## Document
______

Skip to content

Latest commit

 

History

History
107 lines (88 loc) · 5.72 KB

File metadata and controls

107 lines (88 loc) · 5.72 KB

AGENTS.md

Project's Scope

InterLink is a framework for executing Kubernetes pods on remote resources capable of managing container execution lifecycles. It consists of two main components:

  • Virtual Kubelet (Virtual Node): translates Kubernetes pod execution requests into remote calls to the InterLink API server
  • InterLink API Server: a modular, pluggable REST server with provider-specific plugins for different execution environments

This repository implements an InterLink plugin for Kubernetes, which allows offloading pods from a local Kubernetes cluster to a remote Kubernetes cluster.

The plugin's core responsibilities include :

  • FastAPI service that receives InterLink API requests
  • Kubernetes offloading logic (pods, volumes, logs, cleanup)
  • Optional TCP tunnel provisioning through Helm charts (deprecated)

Repository map

  • src/main.py: ASGI import point (app)
  • src/app/microservice.py: FastAPI app setup, middleware, exception handlers, router loading
  • src/app/controllers/v1/kubernetes_plugin_controller.py: HTTP endpoints
  • src/app/services/kubernetes_plugin_service.py: core offloading logic
  • src/app/dependencies.py: DI wiring and Kubernetes/Helm client provisioning
  • src/app/common/config.py: config options
  • src/app/entities/mappers.py: InterLink <-> Kubernetes model mapping
  • src/private/config.sample.ini: baseline runtime configuration
  • src/infr/charts/tcp-tunnel/*: gateway/bastion Helm charts (deprecated)
  • test/infr/manifests/*: manual test manifests

Core implementation foundations

These are the code-level foundations that shape how this plugin works today.

______

## Direction 1
List the core responsibilities of the plugin that the InterLink plugin page names.

______

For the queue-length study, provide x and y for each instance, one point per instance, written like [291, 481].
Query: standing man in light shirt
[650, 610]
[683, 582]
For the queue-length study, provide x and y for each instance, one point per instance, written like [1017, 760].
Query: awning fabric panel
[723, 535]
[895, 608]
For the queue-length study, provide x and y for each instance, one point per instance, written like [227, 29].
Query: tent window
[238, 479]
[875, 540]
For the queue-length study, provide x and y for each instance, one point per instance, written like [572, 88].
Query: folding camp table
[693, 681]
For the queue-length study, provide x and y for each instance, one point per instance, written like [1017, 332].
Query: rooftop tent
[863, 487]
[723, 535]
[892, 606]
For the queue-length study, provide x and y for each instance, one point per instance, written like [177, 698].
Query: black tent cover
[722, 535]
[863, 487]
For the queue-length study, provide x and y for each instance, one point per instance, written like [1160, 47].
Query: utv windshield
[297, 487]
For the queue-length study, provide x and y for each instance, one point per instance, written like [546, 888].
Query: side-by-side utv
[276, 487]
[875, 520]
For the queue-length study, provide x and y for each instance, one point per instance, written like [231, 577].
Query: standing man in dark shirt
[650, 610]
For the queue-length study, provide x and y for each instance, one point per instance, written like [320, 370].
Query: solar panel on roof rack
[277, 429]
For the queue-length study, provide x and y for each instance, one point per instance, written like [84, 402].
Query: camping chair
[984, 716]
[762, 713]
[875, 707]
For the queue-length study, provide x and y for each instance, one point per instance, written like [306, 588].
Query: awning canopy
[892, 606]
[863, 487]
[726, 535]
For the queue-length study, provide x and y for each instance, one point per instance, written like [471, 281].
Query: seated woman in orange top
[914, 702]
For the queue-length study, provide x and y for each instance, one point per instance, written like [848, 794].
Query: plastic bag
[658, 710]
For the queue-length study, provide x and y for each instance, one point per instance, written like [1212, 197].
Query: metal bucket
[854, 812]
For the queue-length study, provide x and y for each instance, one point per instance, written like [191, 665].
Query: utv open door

______

## Direction 2
Rewrite the listing as a numbered list, starting at the line that contains "like [471, 281]." and continuing through the end of the listing. Leave out blank lines.

## Complete response 1
- FastAPI service that receives InterLink API requests
- Kubernetes offloading logic (pods, volumes, logs, cleanup)
- Optional TCP tunnel provisioning through Helm charts (deprecated)

## Complete response 2
1. For the queue-length study, provide x and y for each instance, one point per instance, written like [471, 281].
2. Query: seated woman in orange top
3. [914, 702]
4. For the queue-length study, provide x and y for each instance, one point per instance, written like [848, 794].
5. Query: plastic bag
6. [658, 710]
7. For the queue-length study, provide x and y for each instance, one point per instance, written like [1212, 197].
8. Query: metal bucket
9. [854, 812]
10. For the queue-length study, provide x and y for each instance, one point per instance, written like [191, 665].
11. Query: utv open door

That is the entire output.